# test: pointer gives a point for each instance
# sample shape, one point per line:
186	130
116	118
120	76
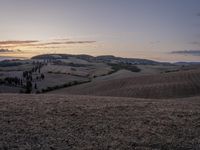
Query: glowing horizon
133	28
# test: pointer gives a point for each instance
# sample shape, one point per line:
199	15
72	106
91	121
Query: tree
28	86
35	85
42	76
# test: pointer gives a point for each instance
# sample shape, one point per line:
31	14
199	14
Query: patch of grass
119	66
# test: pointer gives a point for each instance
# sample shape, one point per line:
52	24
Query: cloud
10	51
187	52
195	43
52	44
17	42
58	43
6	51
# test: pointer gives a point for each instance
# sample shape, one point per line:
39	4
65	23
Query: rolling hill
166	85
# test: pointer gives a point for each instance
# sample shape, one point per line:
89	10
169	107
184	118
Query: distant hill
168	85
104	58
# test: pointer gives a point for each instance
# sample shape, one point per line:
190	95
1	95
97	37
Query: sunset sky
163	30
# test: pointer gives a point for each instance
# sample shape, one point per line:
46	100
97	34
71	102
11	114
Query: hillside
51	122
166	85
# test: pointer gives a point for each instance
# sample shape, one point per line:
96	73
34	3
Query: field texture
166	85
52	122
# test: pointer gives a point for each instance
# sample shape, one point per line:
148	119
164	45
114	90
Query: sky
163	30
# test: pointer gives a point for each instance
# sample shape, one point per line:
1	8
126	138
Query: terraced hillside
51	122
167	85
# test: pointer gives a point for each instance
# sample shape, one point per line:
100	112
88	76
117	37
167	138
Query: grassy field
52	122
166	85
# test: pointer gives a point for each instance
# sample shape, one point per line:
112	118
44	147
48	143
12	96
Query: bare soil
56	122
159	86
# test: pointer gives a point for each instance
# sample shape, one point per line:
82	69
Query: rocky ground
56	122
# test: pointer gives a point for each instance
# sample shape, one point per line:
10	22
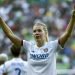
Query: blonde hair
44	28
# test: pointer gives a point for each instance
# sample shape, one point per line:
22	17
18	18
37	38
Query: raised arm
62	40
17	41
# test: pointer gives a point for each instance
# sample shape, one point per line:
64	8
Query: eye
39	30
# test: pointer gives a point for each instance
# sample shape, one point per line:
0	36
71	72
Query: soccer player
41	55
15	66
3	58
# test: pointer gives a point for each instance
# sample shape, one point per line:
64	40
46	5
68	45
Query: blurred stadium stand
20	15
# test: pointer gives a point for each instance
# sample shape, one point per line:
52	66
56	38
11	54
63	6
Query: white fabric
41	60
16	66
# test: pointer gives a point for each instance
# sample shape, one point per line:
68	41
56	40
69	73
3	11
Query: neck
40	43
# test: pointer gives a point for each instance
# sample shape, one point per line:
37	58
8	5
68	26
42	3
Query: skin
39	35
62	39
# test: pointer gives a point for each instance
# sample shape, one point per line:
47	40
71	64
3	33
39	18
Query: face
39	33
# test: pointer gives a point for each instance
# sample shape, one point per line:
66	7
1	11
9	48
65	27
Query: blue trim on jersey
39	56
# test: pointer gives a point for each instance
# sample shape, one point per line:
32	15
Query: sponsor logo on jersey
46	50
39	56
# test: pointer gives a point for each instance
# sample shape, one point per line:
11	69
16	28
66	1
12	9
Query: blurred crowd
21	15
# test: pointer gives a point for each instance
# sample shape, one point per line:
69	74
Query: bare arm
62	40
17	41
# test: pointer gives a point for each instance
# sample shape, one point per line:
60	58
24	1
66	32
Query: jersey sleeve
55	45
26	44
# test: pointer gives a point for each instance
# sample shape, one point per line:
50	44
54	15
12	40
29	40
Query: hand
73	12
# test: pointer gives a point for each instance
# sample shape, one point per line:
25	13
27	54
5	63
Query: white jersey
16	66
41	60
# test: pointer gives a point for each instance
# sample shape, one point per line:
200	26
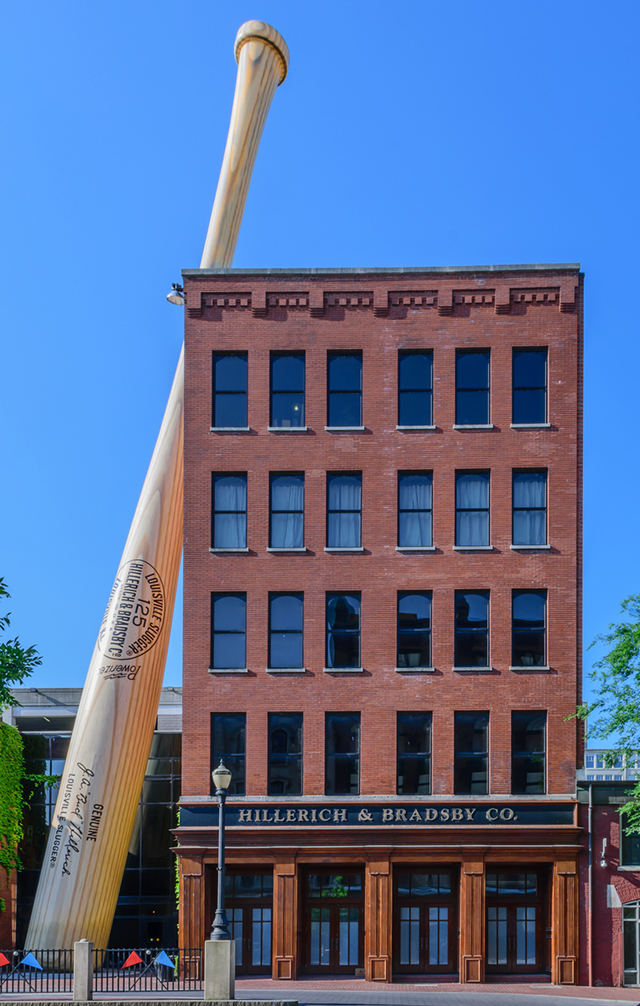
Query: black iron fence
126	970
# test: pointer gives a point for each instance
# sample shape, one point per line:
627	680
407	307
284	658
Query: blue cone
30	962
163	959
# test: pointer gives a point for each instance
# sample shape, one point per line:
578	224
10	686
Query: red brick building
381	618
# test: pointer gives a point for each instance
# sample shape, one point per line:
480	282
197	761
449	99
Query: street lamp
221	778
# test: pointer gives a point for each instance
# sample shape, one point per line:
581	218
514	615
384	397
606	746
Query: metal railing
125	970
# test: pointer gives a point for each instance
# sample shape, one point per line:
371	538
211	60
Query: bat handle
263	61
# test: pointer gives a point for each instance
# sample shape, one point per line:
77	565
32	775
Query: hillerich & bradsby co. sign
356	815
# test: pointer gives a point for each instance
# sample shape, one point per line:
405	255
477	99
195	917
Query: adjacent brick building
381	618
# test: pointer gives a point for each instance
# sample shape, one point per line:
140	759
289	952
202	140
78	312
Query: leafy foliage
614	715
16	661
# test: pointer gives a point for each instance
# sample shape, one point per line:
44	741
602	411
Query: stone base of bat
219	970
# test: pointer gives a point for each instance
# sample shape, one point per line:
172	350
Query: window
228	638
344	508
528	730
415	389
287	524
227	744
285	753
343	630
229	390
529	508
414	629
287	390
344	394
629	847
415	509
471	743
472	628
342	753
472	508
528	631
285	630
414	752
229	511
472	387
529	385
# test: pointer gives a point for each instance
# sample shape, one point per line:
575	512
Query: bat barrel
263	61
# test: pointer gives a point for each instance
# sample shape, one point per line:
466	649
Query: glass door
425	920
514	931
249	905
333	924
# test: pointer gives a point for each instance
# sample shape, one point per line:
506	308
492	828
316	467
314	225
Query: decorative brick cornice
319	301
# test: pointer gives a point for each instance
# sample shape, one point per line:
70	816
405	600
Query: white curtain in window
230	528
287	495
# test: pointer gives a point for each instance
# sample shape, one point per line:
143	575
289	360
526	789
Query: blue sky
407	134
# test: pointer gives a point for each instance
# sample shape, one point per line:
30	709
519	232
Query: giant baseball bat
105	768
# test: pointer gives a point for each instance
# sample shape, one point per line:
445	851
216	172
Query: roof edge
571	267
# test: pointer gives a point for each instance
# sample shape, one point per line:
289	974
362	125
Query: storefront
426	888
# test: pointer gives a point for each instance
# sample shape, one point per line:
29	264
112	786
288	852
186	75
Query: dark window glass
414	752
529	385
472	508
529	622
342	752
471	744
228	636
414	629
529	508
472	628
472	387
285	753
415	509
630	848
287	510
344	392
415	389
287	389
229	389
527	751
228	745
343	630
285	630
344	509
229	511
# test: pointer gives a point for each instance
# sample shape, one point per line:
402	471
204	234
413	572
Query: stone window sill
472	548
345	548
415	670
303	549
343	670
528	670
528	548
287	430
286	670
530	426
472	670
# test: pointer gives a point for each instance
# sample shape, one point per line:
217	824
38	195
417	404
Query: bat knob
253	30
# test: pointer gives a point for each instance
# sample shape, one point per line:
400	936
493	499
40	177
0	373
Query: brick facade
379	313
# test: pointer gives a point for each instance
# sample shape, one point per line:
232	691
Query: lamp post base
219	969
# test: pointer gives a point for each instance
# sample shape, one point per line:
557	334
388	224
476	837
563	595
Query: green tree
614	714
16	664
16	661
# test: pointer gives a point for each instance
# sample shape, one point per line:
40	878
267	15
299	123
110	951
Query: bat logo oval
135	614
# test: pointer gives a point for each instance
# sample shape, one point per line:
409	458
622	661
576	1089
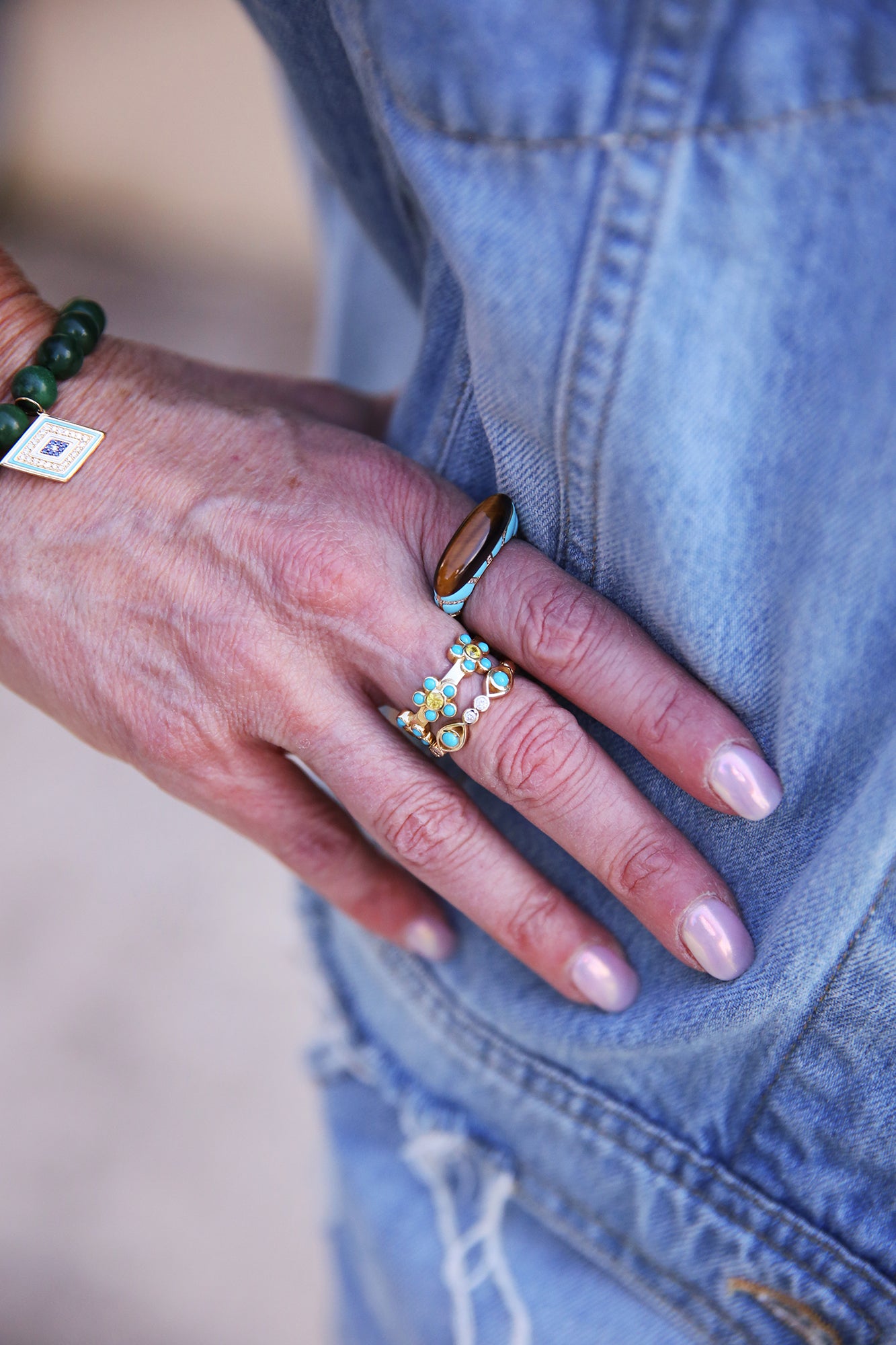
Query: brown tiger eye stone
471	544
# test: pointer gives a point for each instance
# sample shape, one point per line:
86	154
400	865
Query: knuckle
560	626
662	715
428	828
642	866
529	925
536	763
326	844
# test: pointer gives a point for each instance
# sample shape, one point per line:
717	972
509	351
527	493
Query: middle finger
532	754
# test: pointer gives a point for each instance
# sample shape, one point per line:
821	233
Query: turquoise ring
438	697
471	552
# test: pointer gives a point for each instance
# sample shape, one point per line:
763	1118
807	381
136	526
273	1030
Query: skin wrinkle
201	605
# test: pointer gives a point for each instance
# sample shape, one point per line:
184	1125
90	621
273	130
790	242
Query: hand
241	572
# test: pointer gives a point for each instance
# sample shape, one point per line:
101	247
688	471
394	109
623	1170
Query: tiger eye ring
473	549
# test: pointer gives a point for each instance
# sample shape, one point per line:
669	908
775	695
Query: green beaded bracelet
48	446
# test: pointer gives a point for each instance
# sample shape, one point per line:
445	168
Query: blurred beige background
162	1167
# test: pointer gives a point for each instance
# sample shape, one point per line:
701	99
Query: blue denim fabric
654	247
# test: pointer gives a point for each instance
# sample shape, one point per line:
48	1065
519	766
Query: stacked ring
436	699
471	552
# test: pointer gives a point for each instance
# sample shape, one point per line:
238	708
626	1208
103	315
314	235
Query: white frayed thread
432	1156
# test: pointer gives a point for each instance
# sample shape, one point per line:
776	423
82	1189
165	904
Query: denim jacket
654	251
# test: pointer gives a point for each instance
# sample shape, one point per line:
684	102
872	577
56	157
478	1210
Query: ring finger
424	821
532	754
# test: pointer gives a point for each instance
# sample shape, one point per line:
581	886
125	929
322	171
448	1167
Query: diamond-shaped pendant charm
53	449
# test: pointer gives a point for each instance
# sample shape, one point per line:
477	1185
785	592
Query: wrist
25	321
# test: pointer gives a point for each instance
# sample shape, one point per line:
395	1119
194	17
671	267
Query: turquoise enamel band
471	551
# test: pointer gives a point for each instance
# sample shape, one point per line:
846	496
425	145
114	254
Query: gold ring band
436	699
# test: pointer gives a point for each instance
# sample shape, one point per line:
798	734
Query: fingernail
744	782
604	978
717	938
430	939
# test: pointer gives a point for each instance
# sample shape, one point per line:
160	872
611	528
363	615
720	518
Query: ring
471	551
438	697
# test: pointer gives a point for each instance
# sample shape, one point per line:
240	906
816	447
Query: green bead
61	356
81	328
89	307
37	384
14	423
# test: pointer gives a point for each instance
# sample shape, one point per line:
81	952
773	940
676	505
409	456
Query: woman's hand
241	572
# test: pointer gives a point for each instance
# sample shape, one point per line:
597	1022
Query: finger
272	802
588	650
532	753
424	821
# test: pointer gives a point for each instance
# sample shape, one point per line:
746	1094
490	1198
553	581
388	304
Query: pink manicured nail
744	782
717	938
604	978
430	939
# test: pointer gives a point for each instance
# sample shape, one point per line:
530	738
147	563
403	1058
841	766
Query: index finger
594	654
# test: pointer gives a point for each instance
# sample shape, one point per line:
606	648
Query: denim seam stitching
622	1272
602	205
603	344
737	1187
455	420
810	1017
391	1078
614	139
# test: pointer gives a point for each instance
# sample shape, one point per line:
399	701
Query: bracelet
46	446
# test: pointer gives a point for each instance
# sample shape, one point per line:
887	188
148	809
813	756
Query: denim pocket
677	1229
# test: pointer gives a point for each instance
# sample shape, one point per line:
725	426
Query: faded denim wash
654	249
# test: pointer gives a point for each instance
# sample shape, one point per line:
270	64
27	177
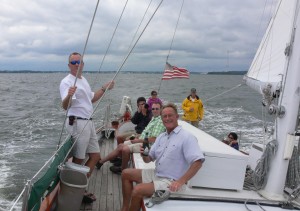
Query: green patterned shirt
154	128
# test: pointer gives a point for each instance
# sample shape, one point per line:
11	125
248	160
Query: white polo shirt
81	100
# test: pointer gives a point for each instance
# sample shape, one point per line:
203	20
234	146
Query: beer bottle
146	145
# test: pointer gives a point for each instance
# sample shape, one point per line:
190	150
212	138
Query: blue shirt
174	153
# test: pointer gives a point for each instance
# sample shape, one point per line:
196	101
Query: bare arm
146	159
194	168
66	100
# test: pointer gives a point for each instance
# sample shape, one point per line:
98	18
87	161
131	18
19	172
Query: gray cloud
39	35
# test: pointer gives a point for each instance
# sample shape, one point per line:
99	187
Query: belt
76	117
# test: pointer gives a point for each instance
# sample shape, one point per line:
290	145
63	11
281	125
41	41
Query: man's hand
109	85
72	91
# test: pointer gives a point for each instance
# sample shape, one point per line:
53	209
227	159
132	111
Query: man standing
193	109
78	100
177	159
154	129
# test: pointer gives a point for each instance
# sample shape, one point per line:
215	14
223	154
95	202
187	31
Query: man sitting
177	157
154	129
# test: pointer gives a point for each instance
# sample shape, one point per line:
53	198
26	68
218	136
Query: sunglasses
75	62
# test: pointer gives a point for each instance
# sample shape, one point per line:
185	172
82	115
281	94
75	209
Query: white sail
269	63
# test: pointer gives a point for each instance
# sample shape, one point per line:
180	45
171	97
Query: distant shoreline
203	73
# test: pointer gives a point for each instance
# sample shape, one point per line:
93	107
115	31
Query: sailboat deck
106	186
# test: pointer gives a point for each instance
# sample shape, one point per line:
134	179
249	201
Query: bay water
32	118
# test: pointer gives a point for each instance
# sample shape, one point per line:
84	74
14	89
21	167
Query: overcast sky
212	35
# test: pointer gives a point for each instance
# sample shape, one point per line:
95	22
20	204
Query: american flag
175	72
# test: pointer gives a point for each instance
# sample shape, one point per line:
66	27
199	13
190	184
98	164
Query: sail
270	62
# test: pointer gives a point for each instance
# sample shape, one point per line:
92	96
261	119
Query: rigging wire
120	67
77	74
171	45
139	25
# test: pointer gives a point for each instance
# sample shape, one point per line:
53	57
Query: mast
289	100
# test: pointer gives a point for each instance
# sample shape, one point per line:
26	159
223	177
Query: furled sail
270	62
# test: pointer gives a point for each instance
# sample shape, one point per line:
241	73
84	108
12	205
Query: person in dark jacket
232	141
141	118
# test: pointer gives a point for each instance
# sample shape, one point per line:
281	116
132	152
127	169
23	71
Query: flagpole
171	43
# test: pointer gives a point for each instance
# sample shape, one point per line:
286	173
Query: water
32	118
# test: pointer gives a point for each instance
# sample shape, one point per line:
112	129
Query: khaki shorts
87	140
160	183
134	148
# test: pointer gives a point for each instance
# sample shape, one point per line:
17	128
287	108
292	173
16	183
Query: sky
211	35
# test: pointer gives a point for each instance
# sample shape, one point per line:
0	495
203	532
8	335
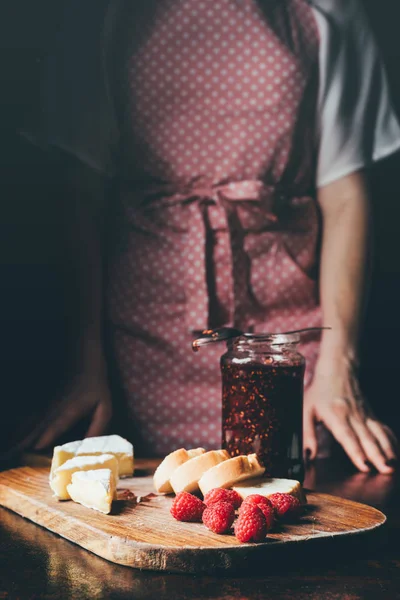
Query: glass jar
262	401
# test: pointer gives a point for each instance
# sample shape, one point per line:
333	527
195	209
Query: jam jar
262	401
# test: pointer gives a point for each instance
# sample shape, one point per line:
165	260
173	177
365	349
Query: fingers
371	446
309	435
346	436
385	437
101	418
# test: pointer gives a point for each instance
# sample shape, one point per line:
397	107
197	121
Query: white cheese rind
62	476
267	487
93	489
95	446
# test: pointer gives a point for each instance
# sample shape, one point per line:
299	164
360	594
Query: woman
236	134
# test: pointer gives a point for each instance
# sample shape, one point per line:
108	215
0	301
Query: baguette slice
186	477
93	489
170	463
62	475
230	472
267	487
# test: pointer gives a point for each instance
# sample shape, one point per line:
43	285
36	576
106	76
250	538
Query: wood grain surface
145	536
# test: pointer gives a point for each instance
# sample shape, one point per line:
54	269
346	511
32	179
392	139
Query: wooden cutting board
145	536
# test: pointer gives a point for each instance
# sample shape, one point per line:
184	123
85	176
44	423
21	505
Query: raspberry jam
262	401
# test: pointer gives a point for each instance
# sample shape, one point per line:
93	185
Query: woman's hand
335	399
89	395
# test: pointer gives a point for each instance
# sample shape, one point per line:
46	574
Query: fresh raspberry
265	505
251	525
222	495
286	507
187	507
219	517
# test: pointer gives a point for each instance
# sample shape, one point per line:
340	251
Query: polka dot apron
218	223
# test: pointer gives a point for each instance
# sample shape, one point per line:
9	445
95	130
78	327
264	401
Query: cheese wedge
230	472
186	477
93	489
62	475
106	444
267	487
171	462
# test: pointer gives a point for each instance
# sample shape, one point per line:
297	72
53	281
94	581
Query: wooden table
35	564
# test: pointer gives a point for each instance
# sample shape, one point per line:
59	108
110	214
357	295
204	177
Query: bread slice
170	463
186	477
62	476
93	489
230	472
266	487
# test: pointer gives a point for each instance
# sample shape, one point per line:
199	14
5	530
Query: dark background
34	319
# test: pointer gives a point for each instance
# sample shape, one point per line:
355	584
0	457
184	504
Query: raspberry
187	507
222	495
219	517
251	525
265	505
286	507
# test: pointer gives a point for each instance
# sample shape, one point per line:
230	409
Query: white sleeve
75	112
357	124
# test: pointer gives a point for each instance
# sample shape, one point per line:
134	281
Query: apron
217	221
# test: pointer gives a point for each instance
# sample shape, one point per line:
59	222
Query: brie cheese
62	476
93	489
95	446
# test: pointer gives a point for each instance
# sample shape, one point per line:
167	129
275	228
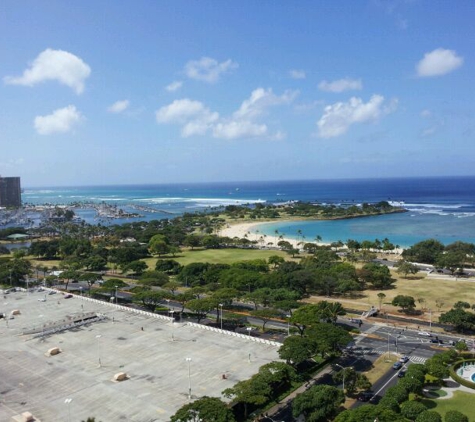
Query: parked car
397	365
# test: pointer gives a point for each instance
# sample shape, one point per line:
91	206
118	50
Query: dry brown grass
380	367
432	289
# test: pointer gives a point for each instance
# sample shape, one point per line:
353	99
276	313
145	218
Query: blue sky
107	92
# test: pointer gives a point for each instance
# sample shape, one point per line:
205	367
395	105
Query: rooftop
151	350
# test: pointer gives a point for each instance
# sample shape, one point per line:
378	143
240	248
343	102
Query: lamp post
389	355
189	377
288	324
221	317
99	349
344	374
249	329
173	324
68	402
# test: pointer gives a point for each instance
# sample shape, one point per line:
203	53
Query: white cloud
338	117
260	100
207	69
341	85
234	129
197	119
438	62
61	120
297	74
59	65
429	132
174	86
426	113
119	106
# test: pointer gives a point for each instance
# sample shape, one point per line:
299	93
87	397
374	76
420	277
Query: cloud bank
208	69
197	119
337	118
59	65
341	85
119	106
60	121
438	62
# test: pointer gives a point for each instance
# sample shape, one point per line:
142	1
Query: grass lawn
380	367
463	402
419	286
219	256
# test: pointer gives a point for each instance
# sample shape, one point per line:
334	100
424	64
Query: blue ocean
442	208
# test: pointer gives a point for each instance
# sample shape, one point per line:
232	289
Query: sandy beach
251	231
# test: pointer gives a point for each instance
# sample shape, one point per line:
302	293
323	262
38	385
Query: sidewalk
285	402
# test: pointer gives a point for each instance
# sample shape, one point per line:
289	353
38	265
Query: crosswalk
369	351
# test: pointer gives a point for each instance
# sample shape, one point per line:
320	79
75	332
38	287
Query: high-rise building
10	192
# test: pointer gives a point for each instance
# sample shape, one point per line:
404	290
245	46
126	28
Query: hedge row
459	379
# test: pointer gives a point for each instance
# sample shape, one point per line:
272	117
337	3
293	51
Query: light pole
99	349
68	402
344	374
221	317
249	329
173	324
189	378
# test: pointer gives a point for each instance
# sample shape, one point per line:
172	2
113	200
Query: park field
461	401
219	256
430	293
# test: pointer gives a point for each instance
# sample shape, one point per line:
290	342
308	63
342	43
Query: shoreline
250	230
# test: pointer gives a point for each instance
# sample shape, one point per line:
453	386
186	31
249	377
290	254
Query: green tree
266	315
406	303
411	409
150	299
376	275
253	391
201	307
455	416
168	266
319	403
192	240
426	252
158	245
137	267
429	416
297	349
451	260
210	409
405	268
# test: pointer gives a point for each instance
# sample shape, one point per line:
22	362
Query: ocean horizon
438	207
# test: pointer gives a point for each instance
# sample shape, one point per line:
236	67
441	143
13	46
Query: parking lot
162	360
__________
Copy every line of the records above that contains the string "green".

Query: green tree
Query: green beaded bracelet
Query: green bead
Query: green patterned shirt
Query: green tree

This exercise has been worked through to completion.